• **Objective**
Pick out each line in the rows below that contains the string "white" and copy it. Uppercase and lowercase letters must match.

======== Supplied information

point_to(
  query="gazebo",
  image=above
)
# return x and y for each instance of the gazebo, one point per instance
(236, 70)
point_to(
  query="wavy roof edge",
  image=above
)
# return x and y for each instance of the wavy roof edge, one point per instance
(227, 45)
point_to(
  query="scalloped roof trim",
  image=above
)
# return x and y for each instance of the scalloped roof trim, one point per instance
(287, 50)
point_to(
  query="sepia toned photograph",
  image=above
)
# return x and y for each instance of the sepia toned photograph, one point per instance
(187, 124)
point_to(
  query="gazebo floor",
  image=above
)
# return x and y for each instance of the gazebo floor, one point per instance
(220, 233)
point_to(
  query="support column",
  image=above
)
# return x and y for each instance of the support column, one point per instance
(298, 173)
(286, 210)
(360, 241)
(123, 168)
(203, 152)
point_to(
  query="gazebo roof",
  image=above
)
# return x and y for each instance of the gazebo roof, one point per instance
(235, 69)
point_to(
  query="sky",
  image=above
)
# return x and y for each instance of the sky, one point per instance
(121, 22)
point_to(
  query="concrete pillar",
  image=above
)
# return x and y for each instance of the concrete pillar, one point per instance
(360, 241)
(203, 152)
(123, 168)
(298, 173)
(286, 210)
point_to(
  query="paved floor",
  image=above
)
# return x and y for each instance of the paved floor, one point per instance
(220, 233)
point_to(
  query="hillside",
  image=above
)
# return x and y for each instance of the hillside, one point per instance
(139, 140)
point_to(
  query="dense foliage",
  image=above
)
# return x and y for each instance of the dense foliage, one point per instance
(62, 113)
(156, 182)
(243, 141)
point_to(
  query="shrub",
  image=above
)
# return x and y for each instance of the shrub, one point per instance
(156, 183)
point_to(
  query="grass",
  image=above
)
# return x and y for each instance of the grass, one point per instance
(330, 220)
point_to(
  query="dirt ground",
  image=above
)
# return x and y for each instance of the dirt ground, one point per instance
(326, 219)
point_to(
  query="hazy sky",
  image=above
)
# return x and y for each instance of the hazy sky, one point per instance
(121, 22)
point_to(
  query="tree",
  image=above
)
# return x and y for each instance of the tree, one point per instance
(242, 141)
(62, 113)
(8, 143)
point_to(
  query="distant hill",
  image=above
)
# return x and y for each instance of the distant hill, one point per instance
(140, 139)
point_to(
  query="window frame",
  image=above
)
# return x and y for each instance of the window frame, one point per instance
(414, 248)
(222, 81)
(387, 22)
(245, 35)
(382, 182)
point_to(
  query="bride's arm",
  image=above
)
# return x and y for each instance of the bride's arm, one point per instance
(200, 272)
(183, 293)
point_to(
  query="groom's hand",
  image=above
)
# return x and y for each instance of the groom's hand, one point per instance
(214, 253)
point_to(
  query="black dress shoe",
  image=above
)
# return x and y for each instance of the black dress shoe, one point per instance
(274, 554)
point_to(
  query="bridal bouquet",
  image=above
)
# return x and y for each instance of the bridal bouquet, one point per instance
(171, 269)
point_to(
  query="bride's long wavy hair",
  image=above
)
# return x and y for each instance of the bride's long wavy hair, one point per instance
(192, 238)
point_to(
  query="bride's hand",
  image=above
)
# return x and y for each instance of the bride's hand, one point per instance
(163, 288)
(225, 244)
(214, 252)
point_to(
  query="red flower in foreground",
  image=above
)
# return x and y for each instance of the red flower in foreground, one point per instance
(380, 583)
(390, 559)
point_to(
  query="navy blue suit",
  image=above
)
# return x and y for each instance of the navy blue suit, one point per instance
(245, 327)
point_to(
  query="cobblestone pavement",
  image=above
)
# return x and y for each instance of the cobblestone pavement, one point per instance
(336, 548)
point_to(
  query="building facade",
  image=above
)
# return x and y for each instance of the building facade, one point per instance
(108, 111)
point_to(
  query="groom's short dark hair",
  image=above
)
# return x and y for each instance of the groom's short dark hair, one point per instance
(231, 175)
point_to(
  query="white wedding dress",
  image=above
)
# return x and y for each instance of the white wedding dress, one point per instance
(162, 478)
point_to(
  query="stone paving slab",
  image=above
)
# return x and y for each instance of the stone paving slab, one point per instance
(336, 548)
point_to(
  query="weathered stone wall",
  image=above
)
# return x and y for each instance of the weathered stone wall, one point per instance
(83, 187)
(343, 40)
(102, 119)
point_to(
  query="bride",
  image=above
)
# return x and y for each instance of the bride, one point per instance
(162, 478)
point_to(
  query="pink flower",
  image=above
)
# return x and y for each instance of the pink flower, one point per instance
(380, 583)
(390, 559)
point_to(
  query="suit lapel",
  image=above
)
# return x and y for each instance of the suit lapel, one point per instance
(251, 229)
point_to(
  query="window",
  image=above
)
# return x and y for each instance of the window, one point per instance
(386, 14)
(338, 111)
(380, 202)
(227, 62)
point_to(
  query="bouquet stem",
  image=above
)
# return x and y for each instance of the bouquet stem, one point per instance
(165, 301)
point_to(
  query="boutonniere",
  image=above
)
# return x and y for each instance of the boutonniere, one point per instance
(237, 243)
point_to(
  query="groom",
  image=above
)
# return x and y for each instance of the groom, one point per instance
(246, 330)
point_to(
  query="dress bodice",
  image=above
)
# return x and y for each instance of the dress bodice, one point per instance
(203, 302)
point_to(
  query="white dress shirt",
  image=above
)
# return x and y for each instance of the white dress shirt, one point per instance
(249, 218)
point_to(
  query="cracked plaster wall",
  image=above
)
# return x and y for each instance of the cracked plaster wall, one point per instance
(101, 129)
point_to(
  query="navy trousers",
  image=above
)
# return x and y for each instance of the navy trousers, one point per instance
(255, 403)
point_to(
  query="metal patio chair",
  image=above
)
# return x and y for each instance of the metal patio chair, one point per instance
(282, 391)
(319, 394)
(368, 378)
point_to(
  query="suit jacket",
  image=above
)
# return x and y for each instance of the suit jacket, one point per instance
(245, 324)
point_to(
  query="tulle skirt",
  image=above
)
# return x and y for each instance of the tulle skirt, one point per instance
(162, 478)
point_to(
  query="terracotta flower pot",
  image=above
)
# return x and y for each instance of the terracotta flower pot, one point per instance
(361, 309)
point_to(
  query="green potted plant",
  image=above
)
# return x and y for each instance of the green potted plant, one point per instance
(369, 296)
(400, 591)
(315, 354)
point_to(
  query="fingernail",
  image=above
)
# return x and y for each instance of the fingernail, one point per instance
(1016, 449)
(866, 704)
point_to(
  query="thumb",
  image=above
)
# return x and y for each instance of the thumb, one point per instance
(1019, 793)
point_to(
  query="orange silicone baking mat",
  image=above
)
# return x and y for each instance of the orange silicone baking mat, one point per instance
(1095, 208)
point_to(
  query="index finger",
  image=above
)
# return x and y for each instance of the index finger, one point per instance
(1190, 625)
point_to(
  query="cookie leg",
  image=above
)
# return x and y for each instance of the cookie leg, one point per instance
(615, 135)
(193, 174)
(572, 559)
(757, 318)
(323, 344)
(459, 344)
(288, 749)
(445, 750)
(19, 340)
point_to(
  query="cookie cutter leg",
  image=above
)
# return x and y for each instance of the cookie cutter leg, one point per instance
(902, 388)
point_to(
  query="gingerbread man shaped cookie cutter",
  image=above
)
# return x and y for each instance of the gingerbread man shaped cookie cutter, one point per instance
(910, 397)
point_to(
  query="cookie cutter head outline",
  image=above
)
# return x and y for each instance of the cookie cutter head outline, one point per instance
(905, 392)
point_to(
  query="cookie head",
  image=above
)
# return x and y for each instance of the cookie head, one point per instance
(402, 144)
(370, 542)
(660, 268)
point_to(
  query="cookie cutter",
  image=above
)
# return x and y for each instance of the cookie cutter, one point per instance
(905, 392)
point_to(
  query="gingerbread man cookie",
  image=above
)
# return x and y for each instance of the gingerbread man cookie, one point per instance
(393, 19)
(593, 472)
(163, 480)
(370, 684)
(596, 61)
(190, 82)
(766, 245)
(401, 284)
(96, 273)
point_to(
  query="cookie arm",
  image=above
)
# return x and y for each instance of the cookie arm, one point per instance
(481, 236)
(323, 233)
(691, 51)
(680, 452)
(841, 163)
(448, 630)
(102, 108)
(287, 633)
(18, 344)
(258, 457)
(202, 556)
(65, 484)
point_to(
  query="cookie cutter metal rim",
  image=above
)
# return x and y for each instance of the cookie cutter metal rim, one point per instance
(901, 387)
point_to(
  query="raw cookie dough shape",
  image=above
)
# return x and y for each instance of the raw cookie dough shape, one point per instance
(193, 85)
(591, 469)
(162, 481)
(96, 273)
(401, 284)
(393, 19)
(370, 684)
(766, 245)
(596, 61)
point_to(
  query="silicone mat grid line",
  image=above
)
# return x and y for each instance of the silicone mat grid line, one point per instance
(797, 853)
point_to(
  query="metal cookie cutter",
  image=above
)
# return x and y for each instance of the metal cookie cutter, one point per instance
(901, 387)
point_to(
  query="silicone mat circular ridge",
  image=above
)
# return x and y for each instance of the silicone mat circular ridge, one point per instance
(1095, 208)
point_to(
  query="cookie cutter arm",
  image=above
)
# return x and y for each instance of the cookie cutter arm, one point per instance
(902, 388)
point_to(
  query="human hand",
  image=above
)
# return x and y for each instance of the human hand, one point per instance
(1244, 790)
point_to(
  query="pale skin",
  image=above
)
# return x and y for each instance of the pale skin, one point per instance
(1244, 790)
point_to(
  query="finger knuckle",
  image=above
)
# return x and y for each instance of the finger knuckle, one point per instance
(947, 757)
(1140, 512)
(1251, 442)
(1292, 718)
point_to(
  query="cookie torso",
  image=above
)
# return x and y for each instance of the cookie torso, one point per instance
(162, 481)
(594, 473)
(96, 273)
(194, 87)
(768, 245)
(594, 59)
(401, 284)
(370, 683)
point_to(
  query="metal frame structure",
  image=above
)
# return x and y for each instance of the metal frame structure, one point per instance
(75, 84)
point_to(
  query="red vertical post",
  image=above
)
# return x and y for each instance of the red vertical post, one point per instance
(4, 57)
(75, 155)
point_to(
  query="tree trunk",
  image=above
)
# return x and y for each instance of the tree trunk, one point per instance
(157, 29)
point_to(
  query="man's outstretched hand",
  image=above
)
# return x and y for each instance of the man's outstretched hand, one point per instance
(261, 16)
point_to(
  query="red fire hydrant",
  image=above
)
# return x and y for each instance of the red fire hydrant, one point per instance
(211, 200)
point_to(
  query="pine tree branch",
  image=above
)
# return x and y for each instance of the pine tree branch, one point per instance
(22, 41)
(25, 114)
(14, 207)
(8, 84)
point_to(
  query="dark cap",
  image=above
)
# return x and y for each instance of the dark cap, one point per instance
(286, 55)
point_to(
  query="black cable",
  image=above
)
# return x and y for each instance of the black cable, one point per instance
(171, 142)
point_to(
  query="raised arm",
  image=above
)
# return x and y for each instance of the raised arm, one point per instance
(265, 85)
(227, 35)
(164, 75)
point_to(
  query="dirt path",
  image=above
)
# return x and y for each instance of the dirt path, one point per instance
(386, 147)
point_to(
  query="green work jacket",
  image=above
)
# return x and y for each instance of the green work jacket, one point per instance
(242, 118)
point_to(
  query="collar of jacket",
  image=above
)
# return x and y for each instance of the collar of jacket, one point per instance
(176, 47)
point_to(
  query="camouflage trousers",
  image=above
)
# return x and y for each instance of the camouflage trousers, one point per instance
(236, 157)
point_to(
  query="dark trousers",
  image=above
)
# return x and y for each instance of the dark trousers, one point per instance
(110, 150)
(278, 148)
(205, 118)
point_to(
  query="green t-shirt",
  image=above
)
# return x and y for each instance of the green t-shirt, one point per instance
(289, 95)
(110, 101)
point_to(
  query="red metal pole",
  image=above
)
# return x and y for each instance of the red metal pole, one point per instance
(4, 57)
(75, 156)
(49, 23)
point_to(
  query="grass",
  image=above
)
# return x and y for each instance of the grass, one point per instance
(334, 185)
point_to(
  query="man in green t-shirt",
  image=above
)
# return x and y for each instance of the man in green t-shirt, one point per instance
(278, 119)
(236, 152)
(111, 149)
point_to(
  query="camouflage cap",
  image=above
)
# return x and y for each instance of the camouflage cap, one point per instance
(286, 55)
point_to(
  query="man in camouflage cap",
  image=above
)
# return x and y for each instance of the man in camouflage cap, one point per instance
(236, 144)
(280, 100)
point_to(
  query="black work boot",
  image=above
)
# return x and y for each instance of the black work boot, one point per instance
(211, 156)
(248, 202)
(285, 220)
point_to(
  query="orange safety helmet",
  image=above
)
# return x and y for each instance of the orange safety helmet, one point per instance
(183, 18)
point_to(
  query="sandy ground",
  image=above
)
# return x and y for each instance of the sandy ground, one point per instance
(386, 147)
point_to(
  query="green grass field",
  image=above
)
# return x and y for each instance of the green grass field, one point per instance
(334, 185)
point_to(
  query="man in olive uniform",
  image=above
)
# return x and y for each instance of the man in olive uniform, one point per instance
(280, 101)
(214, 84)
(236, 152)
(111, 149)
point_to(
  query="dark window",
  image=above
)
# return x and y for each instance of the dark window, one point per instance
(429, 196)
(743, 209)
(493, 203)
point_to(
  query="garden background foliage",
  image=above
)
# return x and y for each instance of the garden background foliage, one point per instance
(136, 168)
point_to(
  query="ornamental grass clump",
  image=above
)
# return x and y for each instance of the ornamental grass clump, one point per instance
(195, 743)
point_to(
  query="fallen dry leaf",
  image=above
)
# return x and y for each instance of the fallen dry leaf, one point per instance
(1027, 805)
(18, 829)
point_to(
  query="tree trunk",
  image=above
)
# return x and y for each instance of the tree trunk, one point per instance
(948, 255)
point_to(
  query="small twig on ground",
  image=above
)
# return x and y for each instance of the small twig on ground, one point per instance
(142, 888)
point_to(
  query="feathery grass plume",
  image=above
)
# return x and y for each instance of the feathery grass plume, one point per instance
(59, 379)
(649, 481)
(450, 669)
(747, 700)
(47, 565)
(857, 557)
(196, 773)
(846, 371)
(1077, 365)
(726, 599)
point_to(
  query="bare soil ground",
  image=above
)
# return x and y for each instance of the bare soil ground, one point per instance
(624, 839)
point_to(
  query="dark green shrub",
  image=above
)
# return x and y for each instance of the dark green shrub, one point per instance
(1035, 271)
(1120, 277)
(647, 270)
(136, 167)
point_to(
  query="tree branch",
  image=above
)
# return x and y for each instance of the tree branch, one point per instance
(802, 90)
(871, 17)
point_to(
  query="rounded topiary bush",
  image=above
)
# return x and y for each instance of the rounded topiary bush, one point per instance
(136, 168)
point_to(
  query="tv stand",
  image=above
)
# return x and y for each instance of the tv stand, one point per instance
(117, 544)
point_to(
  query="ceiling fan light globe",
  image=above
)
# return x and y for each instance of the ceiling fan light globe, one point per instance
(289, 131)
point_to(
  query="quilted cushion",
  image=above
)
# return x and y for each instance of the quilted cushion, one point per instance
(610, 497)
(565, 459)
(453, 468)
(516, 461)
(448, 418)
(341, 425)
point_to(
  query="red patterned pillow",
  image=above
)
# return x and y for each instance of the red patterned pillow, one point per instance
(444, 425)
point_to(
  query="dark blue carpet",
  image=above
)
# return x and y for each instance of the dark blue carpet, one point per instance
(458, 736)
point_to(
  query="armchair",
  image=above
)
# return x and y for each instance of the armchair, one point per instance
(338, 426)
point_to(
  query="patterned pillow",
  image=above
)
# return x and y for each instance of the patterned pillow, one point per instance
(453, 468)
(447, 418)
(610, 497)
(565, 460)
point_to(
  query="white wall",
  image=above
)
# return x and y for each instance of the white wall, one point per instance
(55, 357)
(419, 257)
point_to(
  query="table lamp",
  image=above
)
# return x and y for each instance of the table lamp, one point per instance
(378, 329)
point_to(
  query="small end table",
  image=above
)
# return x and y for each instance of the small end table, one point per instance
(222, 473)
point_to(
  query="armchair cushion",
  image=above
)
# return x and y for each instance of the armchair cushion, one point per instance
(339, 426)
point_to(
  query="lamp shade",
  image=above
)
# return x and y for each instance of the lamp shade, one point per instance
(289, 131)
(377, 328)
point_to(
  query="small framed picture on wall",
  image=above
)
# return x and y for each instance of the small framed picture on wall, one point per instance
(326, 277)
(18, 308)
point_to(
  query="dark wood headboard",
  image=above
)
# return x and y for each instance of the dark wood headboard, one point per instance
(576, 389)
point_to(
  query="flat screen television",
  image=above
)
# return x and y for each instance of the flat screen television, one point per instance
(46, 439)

================

• **Response below**
  query="white wedding dress",
# return x and y for each instance of the white wedding dress, one point per instance
  query="white dress shirt",
# return x and y for each instance of the white dress shirt, one point per instance
  query="white wall",
# return x and y for each instance of the white wall, one point per instance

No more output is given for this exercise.